In paragraph 2 of the agreement Singer covenanted that during the term of employment he would faithfully perform his duties and would not divulge to any person outside the corporation any of the trade secrets or processes and not use them for profit to himself or another. The employer was to be the sole owner of all experiments and discoveries by Singer of any shades of color, new formulae, processes and working methods used in the dressing and dyeing of fur skins, and such discoveries were to be turned over to the employer and not otherwise disclosed by the employee. This provision was made applicable and in effect even though the experiments were made by the employee outside of working hours fixed by the employer and outside of the place of employment furnished by the employer.
By the terms of paragraph 3 Singer agreed to serve the employer exclusively and not engage directly or indirectly in any other business during the term of employment.
Paragraph 4 contained a covenant that the employee, for a two-year period ensuing upon termination of employment, would not "directly or indirectly * * * engage in or be employed in any branch of the fur dressing or fur dyeing industry" in any state east of the meridian passing through St. Louis, Missouri, listed severally and separately, an area specifically declared to be "required for the adequate protection" of the employer's business.
In paragraph 8 the employer reserved the right, upon one week's notice, "to suspend at any time and from time to time the performance by the employee of the latter's active duties hereunder." The salary, however, was to continue during suspension and the employee was not to engage "in any business or commercial enterprise of any kind or description."
As manager of the Long Branch plant Singer was entrusted with the appellant's Master and Current Formulae books. He conducted the business of the plant at a loss. In 1942, two years after commencing the employment, Singer tried to persuade Louis Hollander, a dyer and dresser employed by the appellant, to join him in an attempt to buy out the Long Branch plant and to go into business there but the latter refused.

PROBLEMS TO SOLVE:
1 - In the employment agreement excerpt, which employee of the appellant did Singer try to persuade in 1942 to help him buy out the Long Branch plant?
2 - From the listing below, quote the lines that start with the line containing "on clownfish head." and end with the line containing "(795, 1097)", both included.

Data records:
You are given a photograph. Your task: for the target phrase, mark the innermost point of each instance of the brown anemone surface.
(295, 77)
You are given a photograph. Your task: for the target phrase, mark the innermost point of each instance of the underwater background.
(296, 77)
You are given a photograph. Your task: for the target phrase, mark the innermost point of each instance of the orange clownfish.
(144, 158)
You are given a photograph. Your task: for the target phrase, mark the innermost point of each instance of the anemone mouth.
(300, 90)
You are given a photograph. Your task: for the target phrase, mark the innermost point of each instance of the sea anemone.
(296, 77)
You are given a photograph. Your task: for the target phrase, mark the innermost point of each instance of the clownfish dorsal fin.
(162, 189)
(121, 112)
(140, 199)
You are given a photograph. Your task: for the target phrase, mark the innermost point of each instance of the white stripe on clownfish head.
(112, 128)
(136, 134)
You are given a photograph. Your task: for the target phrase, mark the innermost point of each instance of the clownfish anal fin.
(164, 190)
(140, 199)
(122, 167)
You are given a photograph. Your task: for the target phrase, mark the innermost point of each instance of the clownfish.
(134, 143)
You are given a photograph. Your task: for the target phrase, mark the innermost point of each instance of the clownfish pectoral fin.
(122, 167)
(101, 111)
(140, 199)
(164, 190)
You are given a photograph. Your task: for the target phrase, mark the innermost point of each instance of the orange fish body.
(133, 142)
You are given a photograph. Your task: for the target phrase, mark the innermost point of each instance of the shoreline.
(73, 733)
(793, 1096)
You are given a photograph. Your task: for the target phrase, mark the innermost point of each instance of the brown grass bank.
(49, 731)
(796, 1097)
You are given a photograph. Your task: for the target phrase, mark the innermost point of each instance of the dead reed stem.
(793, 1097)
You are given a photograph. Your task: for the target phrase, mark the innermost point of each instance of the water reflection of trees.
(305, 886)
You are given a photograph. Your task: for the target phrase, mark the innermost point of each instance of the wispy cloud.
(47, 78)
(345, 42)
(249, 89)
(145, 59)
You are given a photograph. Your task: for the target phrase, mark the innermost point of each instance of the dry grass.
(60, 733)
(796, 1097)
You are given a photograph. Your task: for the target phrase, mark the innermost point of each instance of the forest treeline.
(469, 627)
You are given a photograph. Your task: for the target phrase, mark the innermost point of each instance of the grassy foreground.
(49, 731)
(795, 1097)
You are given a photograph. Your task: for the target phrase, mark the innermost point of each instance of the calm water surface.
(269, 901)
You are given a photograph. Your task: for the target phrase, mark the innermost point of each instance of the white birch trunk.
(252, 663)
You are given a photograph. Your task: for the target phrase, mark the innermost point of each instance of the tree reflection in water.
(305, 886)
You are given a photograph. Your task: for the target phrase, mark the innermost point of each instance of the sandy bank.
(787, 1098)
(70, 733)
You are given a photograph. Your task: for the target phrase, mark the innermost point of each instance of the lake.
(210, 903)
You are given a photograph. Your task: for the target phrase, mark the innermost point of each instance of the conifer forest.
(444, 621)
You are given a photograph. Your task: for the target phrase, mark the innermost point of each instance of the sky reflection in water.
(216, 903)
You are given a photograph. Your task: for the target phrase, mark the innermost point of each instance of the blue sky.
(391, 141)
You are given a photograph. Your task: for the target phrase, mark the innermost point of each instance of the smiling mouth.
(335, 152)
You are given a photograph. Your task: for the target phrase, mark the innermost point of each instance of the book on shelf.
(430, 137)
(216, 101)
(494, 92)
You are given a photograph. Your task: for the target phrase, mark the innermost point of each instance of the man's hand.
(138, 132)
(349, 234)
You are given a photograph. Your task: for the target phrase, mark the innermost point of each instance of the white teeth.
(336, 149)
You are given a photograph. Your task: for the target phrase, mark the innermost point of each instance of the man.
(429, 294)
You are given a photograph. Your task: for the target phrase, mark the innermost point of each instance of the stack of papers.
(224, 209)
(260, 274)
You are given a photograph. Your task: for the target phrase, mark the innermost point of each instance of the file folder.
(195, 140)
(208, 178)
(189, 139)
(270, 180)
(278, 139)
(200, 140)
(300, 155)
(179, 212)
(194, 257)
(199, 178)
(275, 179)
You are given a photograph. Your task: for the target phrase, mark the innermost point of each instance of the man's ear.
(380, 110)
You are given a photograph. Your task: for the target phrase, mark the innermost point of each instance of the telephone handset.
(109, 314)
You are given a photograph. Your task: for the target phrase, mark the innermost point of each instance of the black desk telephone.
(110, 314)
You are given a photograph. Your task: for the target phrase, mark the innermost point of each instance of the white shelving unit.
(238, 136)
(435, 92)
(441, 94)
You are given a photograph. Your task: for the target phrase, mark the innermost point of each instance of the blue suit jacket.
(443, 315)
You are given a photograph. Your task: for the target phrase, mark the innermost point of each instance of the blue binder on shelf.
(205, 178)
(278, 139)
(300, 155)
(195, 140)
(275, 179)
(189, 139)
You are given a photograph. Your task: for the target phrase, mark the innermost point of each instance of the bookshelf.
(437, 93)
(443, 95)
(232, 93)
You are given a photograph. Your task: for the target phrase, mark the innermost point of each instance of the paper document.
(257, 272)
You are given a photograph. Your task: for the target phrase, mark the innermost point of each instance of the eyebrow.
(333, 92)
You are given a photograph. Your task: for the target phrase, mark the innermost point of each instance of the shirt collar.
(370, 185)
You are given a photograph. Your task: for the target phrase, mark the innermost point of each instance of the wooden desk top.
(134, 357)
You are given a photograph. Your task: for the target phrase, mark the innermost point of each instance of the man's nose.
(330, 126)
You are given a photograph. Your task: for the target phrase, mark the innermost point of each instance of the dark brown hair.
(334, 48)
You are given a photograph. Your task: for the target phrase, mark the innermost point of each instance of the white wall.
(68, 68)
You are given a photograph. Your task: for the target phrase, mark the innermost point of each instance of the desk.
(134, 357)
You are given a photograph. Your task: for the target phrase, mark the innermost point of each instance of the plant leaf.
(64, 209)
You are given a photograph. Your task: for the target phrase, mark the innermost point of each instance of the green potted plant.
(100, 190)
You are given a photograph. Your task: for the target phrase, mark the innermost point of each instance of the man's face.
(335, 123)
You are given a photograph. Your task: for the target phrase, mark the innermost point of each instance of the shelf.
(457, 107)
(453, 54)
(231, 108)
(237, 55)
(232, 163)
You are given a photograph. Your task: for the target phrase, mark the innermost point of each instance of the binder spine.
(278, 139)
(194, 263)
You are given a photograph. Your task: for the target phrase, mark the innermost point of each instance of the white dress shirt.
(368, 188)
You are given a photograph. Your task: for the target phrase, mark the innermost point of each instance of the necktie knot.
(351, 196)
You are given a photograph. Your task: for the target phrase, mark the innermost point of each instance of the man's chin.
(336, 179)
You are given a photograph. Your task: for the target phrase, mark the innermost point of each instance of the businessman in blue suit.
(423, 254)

TASK SOLUTIONS:
1 - Louis Hollander, a dyer and dresser employed by the appellant.

2 -
You are given a photograph. Your task: for the target phrase, mark the innermost point of each instance of the white stripe on clownfish head.
(112, 128)
(136, 134)
You are given a photograph. Your task: for the target phrase, mark the innermost point of each instance of the clownfish anal fin.
(164, 190)
(140, 199)
(122, 167)
You are given a photograph. Your task: for the target phrase, mark the innermost point of each instance of the clownfish.
(134, 143)
You are given a photograph. Your task: for the target phrase, mark the innermost point of each instance of the clownfish pectoral fin.
(122, 167)
(101, 111)
(140, 199)
(164, 190)
You are given a photograph. Your task: for the target phrase, mark the innermost point of each instance of the orange fish body.
(133, 142)
You are given a photograph. Your task: for the target phrase, mark the innermost point of each instance of the shoreline.
(73, 733)
(793, 1096)
You are given a photograph. Your task: for the target phrase, mark the innermost point of each instance of the brown grass bank.
(49, 731)
(796, 1097)
You are given a photograph. Your task: for the target phrase, mark the innermost point of each instance of the dead reed stem.
(793, 1097)
You are given a photograph. Your task: for the target phrase, mark the innermost point of each instance of the water reflection of trees.
(305, 886)
You are given a photograph. Your task: for the target phrase, mark the innermost point of each instance of the wispy cloud.
(47, 78)
(345, 42)
(249, 89)
(145, 59)
You are given a photograph. Your task: for the target phrase, mark the innermost point of each instance of the dry grass.
(60, 733)
(796, 1097)
You are given a photograph. Your task: for the target phrase, mark the innermost point of each instance of the forest treeline.
(469, 627)
You are given a photograph. Your task: for the target phrase, mark the innermost point of each instance of the grassy foreground.
(49, 731)
(795, 1097)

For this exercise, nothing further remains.